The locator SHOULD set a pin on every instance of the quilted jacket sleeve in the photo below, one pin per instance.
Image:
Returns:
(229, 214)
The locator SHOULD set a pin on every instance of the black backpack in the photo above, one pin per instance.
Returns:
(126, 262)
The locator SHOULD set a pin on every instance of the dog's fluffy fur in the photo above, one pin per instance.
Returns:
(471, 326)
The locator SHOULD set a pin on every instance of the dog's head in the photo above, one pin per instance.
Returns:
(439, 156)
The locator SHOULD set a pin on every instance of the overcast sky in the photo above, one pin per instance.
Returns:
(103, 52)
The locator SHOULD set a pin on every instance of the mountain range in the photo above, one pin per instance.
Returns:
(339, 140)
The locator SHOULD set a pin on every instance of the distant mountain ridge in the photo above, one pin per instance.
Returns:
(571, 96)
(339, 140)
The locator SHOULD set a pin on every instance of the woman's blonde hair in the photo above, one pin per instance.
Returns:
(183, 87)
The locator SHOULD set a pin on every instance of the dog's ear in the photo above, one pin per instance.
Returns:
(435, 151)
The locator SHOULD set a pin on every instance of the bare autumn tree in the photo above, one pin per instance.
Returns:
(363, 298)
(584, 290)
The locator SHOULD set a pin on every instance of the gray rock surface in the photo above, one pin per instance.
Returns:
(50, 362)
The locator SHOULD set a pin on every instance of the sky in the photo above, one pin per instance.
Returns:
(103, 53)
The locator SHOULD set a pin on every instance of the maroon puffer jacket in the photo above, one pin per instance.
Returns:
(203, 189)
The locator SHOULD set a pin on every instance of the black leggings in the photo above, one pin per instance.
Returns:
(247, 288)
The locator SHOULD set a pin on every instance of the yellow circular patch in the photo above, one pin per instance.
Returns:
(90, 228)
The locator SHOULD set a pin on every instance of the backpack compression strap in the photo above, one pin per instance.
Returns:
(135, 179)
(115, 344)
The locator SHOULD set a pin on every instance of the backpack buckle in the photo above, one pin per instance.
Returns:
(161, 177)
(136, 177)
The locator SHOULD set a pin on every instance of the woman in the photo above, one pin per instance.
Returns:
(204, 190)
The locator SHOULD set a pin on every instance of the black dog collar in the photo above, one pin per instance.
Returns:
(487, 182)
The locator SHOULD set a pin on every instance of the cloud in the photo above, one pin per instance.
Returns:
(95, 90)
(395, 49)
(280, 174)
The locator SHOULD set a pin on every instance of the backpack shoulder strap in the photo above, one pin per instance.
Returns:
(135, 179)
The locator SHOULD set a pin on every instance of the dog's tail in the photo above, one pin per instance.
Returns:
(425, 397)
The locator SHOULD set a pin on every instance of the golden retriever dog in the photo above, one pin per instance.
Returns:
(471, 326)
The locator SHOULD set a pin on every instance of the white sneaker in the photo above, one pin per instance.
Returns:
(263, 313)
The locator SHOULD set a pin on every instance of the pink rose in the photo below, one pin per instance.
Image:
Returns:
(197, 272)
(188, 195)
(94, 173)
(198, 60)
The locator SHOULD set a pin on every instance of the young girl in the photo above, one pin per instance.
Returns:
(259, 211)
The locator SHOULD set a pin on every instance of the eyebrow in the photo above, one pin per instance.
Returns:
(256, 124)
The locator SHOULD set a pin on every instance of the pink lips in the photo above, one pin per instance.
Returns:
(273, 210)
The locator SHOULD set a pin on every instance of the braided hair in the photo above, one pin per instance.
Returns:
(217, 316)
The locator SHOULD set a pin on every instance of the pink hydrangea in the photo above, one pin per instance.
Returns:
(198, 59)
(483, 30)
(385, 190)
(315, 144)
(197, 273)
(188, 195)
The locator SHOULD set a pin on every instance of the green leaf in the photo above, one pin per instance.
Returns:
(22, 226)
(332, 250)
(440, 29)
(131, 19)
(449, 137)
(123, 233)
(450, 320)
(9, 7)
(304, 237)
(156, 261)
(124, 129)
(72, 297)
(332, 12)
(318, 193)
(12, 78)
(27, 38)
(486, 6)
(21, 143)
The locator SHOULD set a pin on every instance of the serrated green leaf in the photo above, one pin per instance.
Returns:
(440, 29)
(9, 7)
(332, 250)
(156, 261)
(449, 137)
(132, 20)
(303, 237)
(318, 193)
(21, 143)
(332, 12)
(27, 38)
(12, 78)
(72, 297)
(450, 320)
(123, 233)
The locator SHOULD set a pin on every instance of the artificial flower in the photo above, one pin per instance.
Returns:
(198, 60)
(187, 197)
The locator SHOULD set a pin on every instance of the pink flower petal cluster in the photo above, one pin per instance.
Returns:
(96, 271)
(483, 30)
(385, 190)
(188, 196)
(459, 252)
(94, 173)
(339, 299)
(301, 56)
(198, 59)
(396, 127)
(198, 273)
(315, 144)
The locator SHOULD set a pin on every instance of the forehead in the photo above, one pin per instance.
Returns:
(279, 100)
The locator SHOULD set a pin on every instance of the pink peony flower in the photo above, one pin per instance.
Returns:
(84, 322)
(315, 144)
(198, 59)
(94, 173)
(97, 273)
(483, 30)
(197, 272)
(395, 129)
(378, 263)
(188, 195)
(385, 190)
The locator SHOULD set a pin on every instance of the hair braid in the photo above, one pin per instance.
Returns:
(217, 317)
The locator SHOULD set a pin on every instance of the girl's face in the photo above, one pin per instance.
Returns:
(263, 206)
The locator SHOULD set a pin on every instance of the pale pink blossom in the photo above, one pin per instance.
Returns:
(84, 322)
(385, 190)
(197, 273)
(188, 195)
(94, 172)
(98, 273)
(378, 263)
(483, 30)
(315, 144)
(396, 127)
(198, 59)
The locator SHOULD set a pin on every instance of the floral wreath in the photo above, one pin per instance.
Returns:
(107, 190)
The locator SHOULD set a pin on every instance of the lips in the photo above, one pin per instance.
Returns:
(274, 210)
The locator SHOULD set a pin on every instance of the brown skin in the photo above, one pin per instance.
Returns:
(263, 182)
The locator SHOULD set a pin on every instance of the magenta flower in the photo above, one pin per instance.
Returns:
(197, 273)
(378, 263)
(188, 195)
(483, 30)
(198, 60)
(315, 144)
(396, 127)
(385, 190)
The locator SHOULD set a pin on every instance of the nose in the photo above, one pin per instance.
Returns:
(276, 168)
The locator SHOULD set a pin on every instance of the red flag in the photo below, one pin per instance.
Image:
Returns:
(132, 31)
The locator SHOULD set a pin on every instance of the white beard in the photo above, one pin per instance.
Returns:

━━━━━━━━━━━━━━━━━━━━

=== EXERCISE DESCRIPTION ===
From the entries above, return exactly the line containing "of the forehead", the line containing "the pink peony", and all lines between, and nothing else.

=== ANSWER BELOW ===
The locator SHOULD set a pin on every instance of the forehead in the photo above, one pin per instance.
Returns:
(279, 100)
The locator SHOULD set a pin on every instance of the pink peony flower in the photo above, one pin per instance.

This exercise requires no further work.